━━━ Source extract ━━━

Marine snails, it turns out, are famous among biologists for fleeing from their predators. You can stick them in a tank, insert a starfish, and watch the snails speed away. “I think the most amazing part to me is how dramatic the escape response is,” says Brittany Jellison, a graduate student at the UC Davis Bodega Marine Lab who has studied the way ocean acidification affects snail intelligence and behavior. “And how quick it actually is. They’ll climb out the water within two minutes if the cue concentrations are strong enough, and the risk is high.”
So here, courtesy of Jellison’s lab, is an unbelievable video of a black Tegula snail in full flight from a marauding sea star:
(Now here is the irresistible comparison to the opening scene in Star Wars: A New Hope. The little snail above races across the tank, like Princess Leia’s spaceship, followed by the giant, camera-obliterating arm of a Pisaster sea star, like the Imperial star destroyer. You’ll have to imagine the lasers.)
A number of articles in recent years have showed that marine animals start to suffer impaired behavior as the water they live in gets more acidic. Rockfish, for example, can suffer from anxiety because the more acidic water causes them to modify their own body chemistry, acting on a neurotransmitter in their brains. Clownfish lose the ability to find their way back to their own homes. (In an acidifying ocean, we are all Dory.) Jellison and her colleagues wondered what you’d see in California coastal tidepools, where there are often dramatic pH fluctuations. If you turned up the acid on snails, would they still flee when they smelled a sea star?
On June 29, they published an answer in the Proceedings of the Royal Society B: as the water gets more acidic, the snails lose their ability to flee.
Or at least, they stop fleeing effectively. Jellison recorded three different measures of the snails following the introduction into their tank of sea star scent: the total distance the snail traveled, the shape of the path the snail followed (to measure whether the snail was in flight or just wandering looking for something to graze on), and the time the snail spent out of the water. Jellison considered the last one the most important behavioral response, because it shows whether the snails are actually escaping to safety, versus just sort of running around blindly. And there was a strong result: snails exposed to lower-pH water did not “properly respond to predation risk,” the paper says.
It’s a complex and fascinating response. Even in the lower pH tanks, the snails were able to move fine, and seemed also to detect the sea star scent cue. They just didn’t get out of the water like they normally would. It’s unclear exactly why, except that ocean acidification is increasingly well-documented to mess with animal behavior. “These findings imply the potential for disruption of a substantial number of consumptive and non-consumptive links within the food web,” Jellison wrote in the paper. “The possibility that many coastal species may exhibit altered responses to predator cues under ocean acidification could play out strongly in intertidal systems along the west coast of North America.”
The next step is to take the lab experiment and try it in a more complicated real-world setting. Jellison says she plans to spend this summer watching snails in the tidepools in Bodega Bay. “We’ll use the ones in nature to see all the complexity beyond what we see in the lab,” she says, “and to see signs of these impairments.”

━━━ Exercise data ━━━

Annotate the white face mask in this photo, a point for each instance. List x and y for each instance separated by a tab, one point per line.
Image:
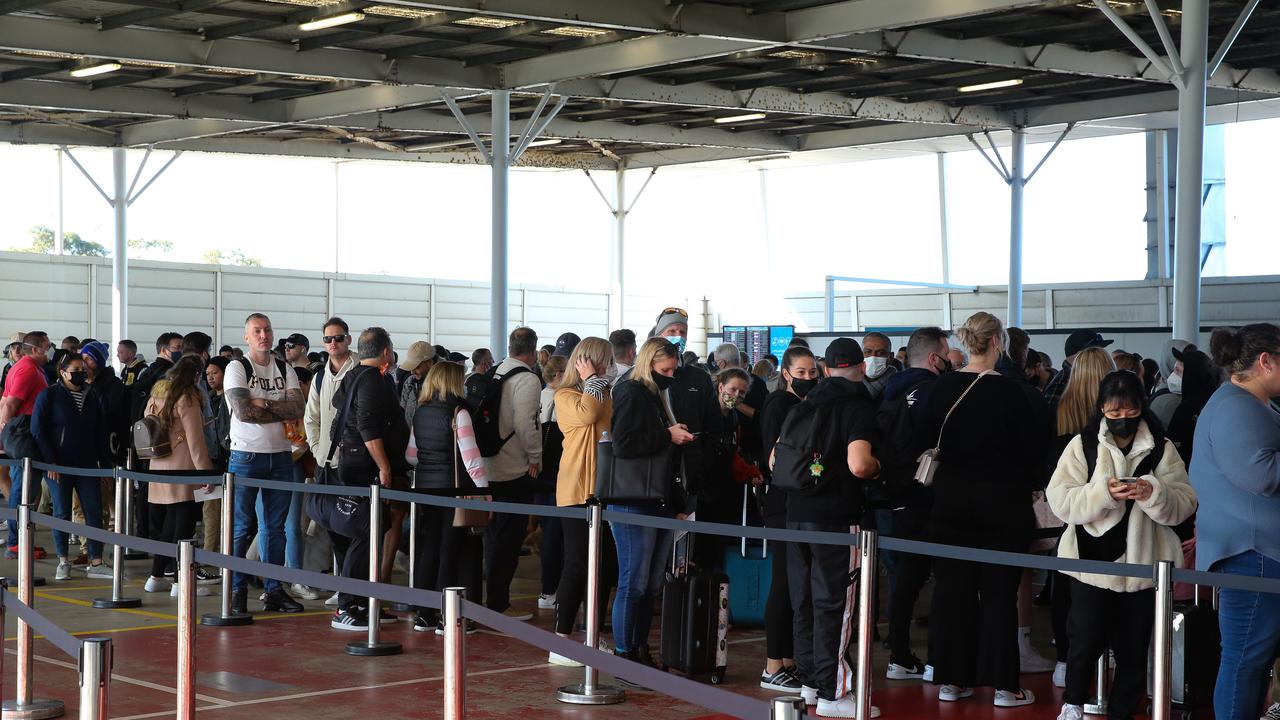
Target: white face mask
876	367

━━━

[Problems and tasks]
a – In the snail article, which of the three measures did Jellison consider the most important behavioral response?
b – Please echo the part of the snail article that opens with the words containing "On June 29, they" and closes with "the paper says.".

[Your written answers]
a – The time the snail spent out of the water.

b –
On June 29, they published an answer in the Proceedings of the Royal Society B: as the water gets more acidic, the snails lose their ability to flee.
Or at least, they stop fleeing effectively. Jellison recorded three different measures of the snails following the introduction into their tank of sea star scent: the total distance the snail traveled, the shape of the path the snail followed (to measure whether the snail was in flight or just wandering looking for something to graze on), and the time the snail spent out of the water. Jellison considered the last one the most important behavioral response, because it shows whether the snails are actually escaping to safety, versus just sort of running around blindly. And there was a strong result: snails exposed to lower-pH water did not “properly respond to predation risk,” the paper says.